Selected passage.
○ ○ ○ ○

Dr. Jemison is an advocate of science education in schools that encourage minority students to pursue STEM careers. Her entrepreneurial activities include founding the Jemison Group to develop technology for daily life, and the creation of BioSentient Corp to develop portable technology to monitor the nervous system. She has won many awards including the Kilby Science Award in 1993 and the Intrepid Award by the National Organization for Girls in 2003.
Wangari Maathai (1940 – 2011)

○ ○ ○ ○

Supplied information.

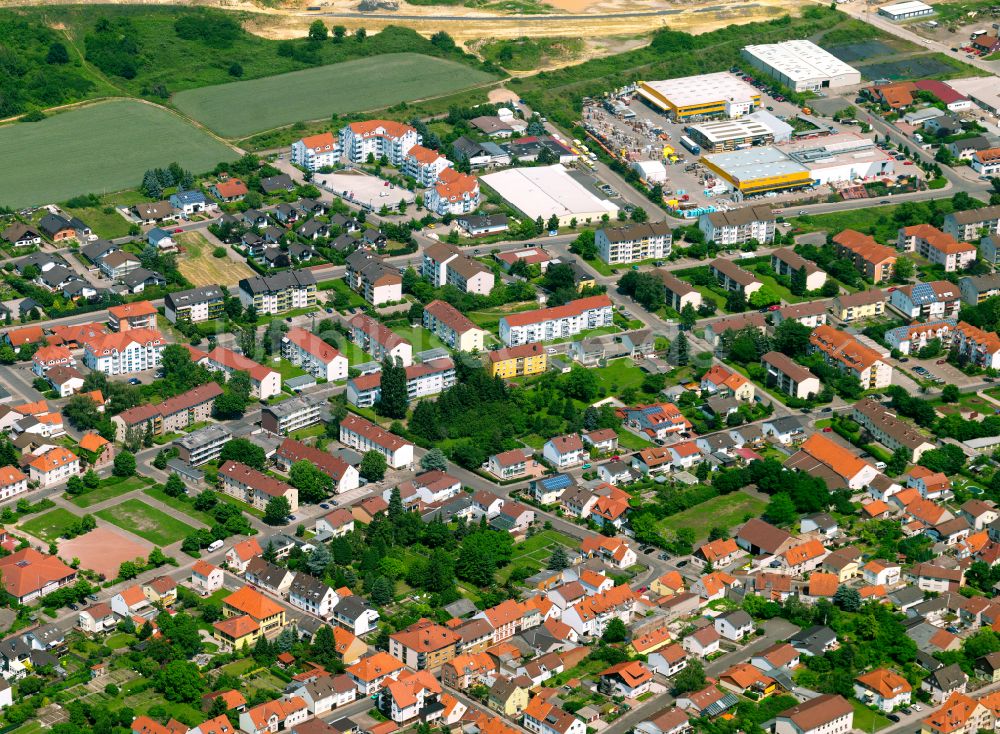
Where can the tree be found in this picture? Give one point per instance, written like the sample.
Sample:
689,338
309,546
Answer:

○ ○ ○ ○

What to do.
1 > Copy the biographical passage, everything from "Dr. Jemison is" down to "(1940 – 2011)".
2 > Proceed with the biographical passage, continuing it from its last line.
The records come from a different source than the biographical passage.

Replies.
1 >
Dr. Jemison is an advocate of science education in schools that encourage minority students to pursue STEM careers. Her entrepreneurial activities include founding the Jemison Group to develop technology for daily life, and the creation of BioSentient Corp to develop portable technology to monitor the nervous system. She has won many awards including the Kilby Science Award in 1993 and the Intrepid Award by the National Organization for Girls in 2003.
Wangari Maathai (1940 – 2011)

2 >
Wangari Maathai (born April 1, 1940) was an ecologist and environmental activist from Kenya. She studied Biology at Mount St. Scholastica College in the US and received her master’s degree in Biology from the University of Pittsburgh in 1966. She studied at the University of Giessen and the University of Munich in Germany and received her PhD in Veterinary Anatomy from the University of Giessen in 1971, becoming the first East African woman to receive a PhD. She worked as a lecturer in anatomy at the University of Nairobi and was the first woman there to become an associate professor. She was active in environmental nongovernmental organizations and the National Council of Women of Kenya (NCWK). She ran for a parliamentary seat in 1982, but after a political battle she was barred from running. She then started the Green Belt Movement in partnership with the NCWK and the Norwegian Forestry Society. This organization empowers women in rural areas to plant trees to support environmentalism, build community, and provide tangible benefits to people’s lives. Since its inception, over 30,000 women have been trained by the organization.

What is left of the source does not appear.